--- ABOUT THIS TASK ---
With the line containing "# point out" as the first line and the last line of the records as the final one, reproduce that range exactly.

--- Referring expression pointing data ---
◇ ◇ ◇ ◇ ◇ ◇ ◇
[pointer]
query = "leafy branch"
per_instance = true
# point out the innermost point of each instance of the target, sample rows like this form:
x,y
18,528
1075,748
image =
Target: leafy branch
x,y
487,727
◇ ◇ ◇ ◇ ◇ ◇ ◇
--- RESULT OF THIS TASK ---
# point out the innermost point of each instance of the target, sample rows like this form:
x,y
18,528
1075,748
image =
Target: leafy branch
x,y
487,727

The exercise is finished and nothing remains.